>> Begin READING PASSAGE

Comparison: Entity Embedding vs. CatBoost vs. XGBoost vs. LightGBM
| Aspect | Entity Embedding (PyTorch) | CatBoost | XGBoost | LightGBM |
|---|---|---|---|---|
| Encoding mechanism | Learnable dense vectors | Ordered Target Encoding | Optimal partition splitting | Fisher-based partition grouping |
| Leakage protection | Inherent | Built-in (ordered boosting) | Manual | Manual (smoothing helps) |
| Speed on high cardinality | Fast (matrix lookup) | Moderate | Fast | Fastest (histogram + Fisher) |
| Memory efficiency | High | Moderate | High | Highest |
| Ordinal handling | Order embeddings | monotone_constraints | monotone_constraints | monotone_constraints |
| Cardinality cap for one-hot fallback | N/A | one_hot_max_size | max_cat_to_onehot | max_cat_to_onehot |
| Best fit | Deep learning pipelines | Category-heavy tabular data | XGBoost-based stacks | Large datasets, speed-critical |
| Setup overhead | Define embedding layers | Pass cat_features | Convert to category dtype | Convert to category dtype |
LightGBM is often the fastest choice for large tabular datasets with many high-cardinality categorical features. Its Fisher-based partition algorithm scales better than XGBoost’s approach when cardinality exceeds a few hundred, making it a strong default for industrial-scale categorical data.

>> End READING PASSAGE
>> Begin GIVEN INFORMATION

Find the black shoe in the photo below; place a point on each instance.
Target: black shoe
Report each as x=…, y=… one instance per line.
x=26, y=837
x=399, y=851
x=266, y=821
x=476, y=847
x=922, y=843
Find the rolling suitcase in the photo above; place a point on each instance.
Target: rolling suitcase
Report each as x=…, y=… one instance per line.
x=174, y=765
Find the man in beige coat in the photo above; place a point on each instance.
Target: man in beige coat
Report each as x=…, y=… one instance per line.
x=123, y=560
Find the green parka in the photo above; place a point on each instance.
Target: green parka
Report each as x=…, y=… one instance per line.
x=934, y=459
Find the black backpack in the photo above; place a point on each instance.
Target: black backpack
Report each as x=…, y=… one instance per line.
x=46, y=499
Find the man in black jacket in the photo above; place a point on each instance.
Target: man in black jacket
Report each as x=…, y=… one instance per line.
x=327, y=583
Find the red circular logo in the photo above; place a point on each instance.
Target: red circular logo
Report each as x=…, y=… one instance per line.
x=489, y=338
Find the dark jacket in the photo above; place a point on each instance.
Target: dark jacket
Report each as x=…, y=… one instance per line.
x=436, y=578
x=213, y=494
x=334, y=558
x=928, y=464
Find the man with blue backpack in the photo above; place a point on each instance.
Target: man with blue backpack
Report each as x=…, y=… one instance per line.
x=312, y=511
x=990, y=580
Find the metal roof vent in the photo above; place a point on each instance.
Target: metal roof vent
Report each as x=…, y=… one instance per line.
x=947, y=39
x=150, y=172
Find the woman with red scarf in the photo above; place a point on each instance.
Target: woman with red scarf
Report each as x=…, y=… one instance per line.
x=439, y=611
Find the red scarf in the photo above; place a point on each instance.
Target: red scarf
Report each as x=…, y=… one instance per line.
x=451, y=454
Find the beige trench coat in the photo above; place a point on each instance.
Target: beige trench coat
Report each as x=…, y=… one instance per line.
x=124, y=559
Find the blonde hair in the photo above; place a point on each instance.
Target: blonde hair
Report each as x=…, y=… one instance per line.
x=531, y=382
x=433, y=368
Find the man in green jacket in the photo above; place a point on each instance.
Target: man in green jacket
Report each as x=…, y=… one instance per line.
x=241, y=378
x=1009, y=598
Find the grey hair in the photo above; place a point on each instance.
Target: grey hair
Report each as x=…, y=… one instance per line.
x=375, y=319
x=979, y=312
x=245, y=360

>> End GIVEN INFORMATION

In two sentences, summarize the comparison of Entity Embedding, CatBoost, XGBoost, and LightGBM shown above.

The comparison rates Entity Embedding, CatBoost, XGBoost, and LightGBM on encoding mechanism, leakage protection, speed and memory efficiency with high cardinality, ordinal handling, one-hot fallback, best fit, and setup overhead. LightGBM, which uses Fisher-based partition grouping and ranks fastest and most memory-efficient, is often the fastest choice for large tabular datasets with many high-cardinality categorical features, scaling better than XGBoost once cardinality exceeds a few hundred.